- REQUIRED TASK 1 -
In the records, rewrite the lines from the one containing "Is there any stool" up to and including the last line of the records, replacing "light switch plate" with "power outlet cover" and leaving everything else unchanged.

# Forum > MMO > Star Wars: The Old Republic > SWTOR Exploration >  Exploration Question

## xlAnonym0uslx

So I'm just wondering what types of known "glitches" there are for exploration in SWTOR. An example would be walljumping or mounting through walls in WoW. I just wanna get a compilation of the methods before I start exploring on my own.

----------


## Parog

They made it pretty damn near impossible to jump where you can't jump. Here's 2 tips though. 

1. Jumping and pressing up will get you higher than any other combination.
2. If you fall down a steep hill, strafing towards what you're sliding will halt you for a few milliseconds, allowing you to dive down anything that isn't concave.

----------


## Eldarius

Wall climbing in this game is pretty rough. As an avid wall climber in WoW here are some differences I've noticed:

1. Unlike WoW, in SWTOR you tend to bounce off of things, if you jump towards something and graze a wall in the air it will change the direction of your jump.
2. You cant jump up the seam where two surfaces meet, you will usually slowly slide down with no control or get stuck and have to use /stuck.
3. If you are trying to do a full momentum jump but you touch terrain that is too steep to walk up before the jump you will lose all your momentum and usually just jump straight up. To fix this back up a ways before the jump so you dont touch that terrain.

4. One positive thing is that if you encounter some terrain that is just barely too steep to walk up you may be able to jump at it with enough speed to slide up to a spot where you can stand.

I think the best way to climb is going to be with two people, one with a knockback, the other with a pull-up like extrication or grapple.

----------


## akspa420

One advantage I've found is that a lot of the areas that you're not intended to end up are accessible due to non-solid walls, or objects where the base of the object is literally a hole that the toon can pass through. I've ended up in areas where the ground meets nothingness, and one misstep means death, very much like WoW, except that most areas that are not intended for you to end up in are not incomplete like WoW, but non-existent.

- THE RECORDS -
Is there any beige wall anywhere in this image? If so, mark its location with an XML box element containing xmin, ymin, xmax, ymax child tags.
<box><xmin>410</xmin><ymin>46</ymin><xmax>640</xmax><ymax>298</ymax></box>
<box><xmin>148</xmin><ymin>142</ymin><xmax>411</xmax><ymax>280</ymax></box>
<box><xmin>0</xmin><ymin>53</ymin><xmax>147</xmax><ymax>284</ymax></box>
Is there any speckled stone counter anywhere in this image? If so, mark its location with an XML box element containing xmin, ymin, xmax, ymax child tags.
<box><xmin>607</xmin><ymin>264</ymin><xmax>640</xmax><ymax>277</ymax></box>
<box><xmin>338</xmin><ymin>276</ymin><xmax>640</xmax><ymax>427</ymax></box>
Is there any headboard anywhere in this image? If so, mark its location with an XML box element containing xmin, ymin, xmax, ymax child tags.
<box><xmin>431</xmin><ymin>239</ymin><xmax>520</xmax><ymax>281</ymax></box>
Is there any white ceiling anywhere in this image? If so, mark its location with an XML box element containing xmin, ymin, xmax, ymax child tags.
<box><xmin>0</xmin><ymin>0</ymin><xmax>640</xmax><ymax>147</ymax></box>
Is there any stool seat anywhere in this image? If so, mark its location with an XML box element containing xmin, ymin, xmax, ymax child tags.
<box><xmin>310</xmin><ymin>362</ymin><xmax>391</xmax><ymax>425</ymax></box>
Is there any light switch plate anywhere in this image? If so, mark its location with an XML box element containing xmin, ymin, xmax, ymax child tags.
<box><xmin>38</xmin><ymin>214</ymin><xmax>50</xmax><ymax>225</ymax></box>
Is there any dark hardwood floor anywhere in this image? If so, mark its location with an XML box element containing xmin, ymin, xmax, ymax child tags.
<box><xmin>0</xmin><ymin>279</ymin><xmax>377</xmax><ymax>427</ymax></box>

- REQUIRED TASK 2 -
Continue the forum thread on exploration glitches in Star Wars: The Old Republic from the point where it stops.

- RESPONSE 1 -
Is there any stool seat anywhere in this image? If so, mark its location with an XML box element containing xmin, ymin, xmax, ymax child tags.
<box><xmin>310</xmin><ymin>362</ymin><xmax>391</xmax><ymax>425</ymax></box>
Is there any power outlet cover anywhere in this image? If so, mark its location with an XML box element containing xmin, ymin, xmax, ymax child tags.
<box><xmin>38</xmin><ymin>214</ymin><xmax>50</xmax><ymax>225</ymax></box>
Is there any dark hardwood floor anywhere in this image? If so, mark its location with an XML box element containing xmin, ymin, xmax, ymax child tags.
<box><xmin>0</xmin><ymin>279</ymin><xmax>377</xmax><ymax>427</ymax></box>

- RESPONSE 2 -
----------


## xlAnonym0uslx

Thanks for the tips guys! Parog: So if you're sliding down at a very, very slight angle to the left, if you press left, it will stop you for a second and "reset" your fall distance so you can just keep doing that to not take damage?

----------


## #ClumsyWizard

> Thanks for the tips guys! Parog: So if you're sliding down at a very, very slight angle to the left, if you press left, it will stop you for a second and "reset" your fall distance so you can just keep doing that to not take damage?


All depends on the slope and if you manage to get yourself stuck into the wall that you're next to.

I use the sliding slope glitch all the time to fall great heights without suffering damage.

----------


## xlAnonym0uslx

> All depends on the slope and if you manage to get yourself stuck into the wall that you're next to.
> 
> I use the sliding slope glitch all the time to fall great heights without suffering damage.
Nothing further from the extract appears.